▶ **Tasks to perform**
**A)** In the passage about A Riot in Three Acts, what site does the film set in the main space of the Lancaster Rooms replicate?
**B)** Carry on the passage about A Riot in Three Acts from the point where it stops.

▶ **Source extract**
★ ★ ★ ★ ★
Somerset House Studios to present a new commission, A Riot in Three Acts, by artist, filmmaker and composer Imran Perretta using sound, sculpture and performance to reflect on the narratives of our urban spaces and the social inequality and racial violence that shape them.

Imran Perretta Photo Zora Küttner

This is the Somerset House Studios’ long-standing resident’s first major new work since 2019.

A Riot In Three Acts is a large-scale installation using the tropes and techniques of cinema, in the form of an expansive film set and cinematic score, to consider riots and civil uprisings that have occurred in response to systemic injustice experienced by marginalised communities. The exhibition provides a stage for the complex narratives that accompany such collective actions directed against the state, often spurred by racist policing, social deprivation, youth disenfranchisement and anti-war sentiment.

Researched and developed at Somerset House Studios over the course of two years, the work evolves from Perretta’s experience as a young person during the London Riots in 2011, initially, a response to police violence, which became a national uprising brought on by an age of endless austerity.

A Riot in Three Acts opens with Perretta’s old Blackberry handset on which he received broadcast messages during the days of the London Riots; the now-defunct Blackberry Messenger (BBM) platform was a key communication tool as one of the first end-to-end encrypted messaging services. The burning imagery presented on the handset is emblematic of the five days of civil uprising in cities across the country, following the shooting of Mark Duggan, an unarmed Black man, by police in Tottenham on 4 August 2011.

In the main space of the Lancaster Rooms, the film set consisting of a painted scenic backdrop and props replicates Reeves Corner as it exists today — a fenced-off area of disused scrubland. The site remains as a piece of highly contested land, representing at once a memorial ground to a historic family business, a haunting reminder of a community’s righteous anger, and the death of a dream for change and the end of austerity. After a decade of socioeconomic turmoil and the systematic erosion of public space and resources, it sits as one of many examples of a privately owned, suburban wasteland, forever awaiting (re)development, itself now an unofficial point of congregation for local people, a neglected location that could be in any UK city.
★ ★ ★ ★ ★
▶ **Entries supplied**
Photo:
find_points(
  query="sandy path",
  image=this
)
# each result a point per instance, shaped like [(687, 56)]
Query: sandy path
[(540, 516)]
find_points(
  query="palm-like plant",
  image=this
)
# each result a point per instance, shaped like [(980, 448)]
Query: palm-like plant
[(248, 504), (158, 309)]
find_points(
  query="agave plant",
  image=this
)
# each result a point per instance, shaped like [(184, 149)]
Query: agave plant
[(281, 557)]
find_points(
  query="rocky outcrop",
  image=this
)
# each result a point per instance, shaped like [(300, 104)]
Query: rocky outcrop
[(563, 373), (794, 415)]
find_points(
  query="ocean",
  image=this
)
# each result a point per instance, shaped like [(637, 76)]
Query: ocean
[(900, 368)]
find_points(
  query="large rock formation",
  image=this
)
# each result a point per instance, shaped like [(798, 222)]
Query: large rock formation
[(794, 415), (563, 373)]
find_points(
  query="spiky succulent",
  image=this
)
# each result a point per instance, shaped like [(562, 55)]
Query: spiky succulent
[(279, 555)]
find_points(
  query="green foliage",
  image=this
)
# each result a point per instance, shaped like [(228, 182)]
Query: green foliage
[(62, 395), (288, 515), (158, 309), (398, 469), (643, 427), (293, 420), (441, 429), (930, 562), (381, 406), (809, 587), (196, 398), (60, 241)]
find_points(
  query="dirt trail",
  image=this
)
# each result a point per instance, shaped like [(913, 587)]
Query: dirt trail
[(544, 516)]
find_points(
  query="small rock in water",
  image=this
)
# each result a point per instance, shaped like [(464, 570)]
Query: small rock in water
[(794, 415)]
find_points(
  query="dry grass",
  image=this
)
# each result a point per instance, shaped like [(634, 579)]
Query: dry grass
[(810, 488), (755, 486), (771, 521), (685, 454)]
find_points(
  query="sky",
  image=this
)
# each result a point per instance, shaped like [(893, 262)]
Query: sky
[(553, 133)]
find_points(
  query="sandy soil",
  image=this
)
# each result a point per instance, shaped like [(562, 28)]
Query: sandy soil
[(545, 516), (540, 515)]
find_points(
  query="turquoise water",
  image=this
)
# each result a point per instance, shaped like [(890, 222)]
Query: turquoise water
★ ★ ★ ★ ★
▶ **Answers given**
**A)** It replicates Reeves Corner as it exists today, a fenced-off area of disused scrubland.

**B)**
Central to A Riot in Three Acts is a newly commissioned score, A Requiem for the Dispossessed, composed by Perretta, arranged by William Newell and performed by Manchester Camerata. Drawing on the classical tradition of the requiem, a musical composition honouring the dead, the score serves as a sonic representation of a civil uprising and its aftermath, questioning who controls the narrative around how these actions are interpreted. Presented in spatialised surround sound by producers and fellow Somerset House Studios residents Call and Response, the installation mirrors the experience of cinema sound, with the audience physically located at the centre of the action. The full score will be performed live inside the installation by members of Manchester Camerata over two weekends during the exhibition run.

Coinciding with the exhibition, Perretta hosts an episode of the Somerset House podcast series ‘The Process’, sitting down with artists and historians to find out what one patch of scrubland in Croydon can tell us about the legacy of social unrest in Britain, and how we memorialise dissent. Available via Channel – channel.somersethouse.org.uk/podcasts/process.

Subscribe to the Somerset House podcast via Apple Podcasts and Spotify Podcasts. The exhibition also includes a programme of live performances and events and a 5-day workshop for aspiring creatives aged 16-19.

Perretta’s recent accolades include a Paul Hamlyn Foundation Artist Award and a Turner Prize bursary. His work has been exhibited globally from Vienna to LA and this winter will see the release of a feature-length film commissioned by the BBC titled, ISH.  

A Riot In Three Acts (2024) is commissioned and developed in residence by Somerset House Studios. Requiem for the Dispossessed (2024) is co-commissioned by Somerset House Studios and the Manchester Camerata, by arrangement with NEWFORM MUSIC. Supported by d&b audiotechnik’s Soundscape. 

Book your Free/ Pay What You Can ticket HERE

SHS Imran Perretta Photo © Anne Tetzlaff

A Riot in Three Acts: Performance and Live Events Programme

The exhibition is accompanied by a series of live events, including eight intimate live performances of Imran Perretta’s original score for a string quartet, Requiem For The Dispossessed, performed by the Manchester Camerata orchestra, within the installation. 

A programme of discursive events curated by Rahila Haque will also invite artists, designers, architects, activists and academics to gather on the gravel of the replica of Reeves Corner to consider the symbolism, historical narratives and contemporary issues that permeate the installation. Corresponding to the exhibition’s reference to the model of the three-act structure, the programme builds a narrative of interconnectedness from a discrete site in Croydon to a global civil uprising.
 
Act One focuses on the local, concrete realities and experiences in Croydon that are embedded in the site; Act Two explores how spatial violence in the UK instigates and punishes civil uprisings as part of the broader context of racial capitalism; and Act Three culminates with the student Palestine solidarity movement, with its internationalist approach and challenge to the politics of space and university structures.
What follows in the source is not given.